(Dataset items)
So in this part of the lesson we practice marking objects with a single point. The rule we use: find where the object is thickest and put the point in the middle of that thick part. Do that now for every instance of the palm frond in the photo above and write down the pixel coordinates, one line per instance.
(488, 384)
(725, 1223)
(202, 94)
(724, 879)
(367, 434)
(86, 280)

• Your assignment
Reproduce the data shown above with every line intact.

• Exercise answer
So in this part of the lesson we practice marking objects with a single point. The rule we use: find where the object is thickest and put the point in the middle of that thick part. Do that now for every instance of the palm frond in the photo above and write down the pixel coordinates, one line per instance.
(488, 384)
(725, 1223)
(202, 94)
(724, 879)
(367, 434)
(86, 280)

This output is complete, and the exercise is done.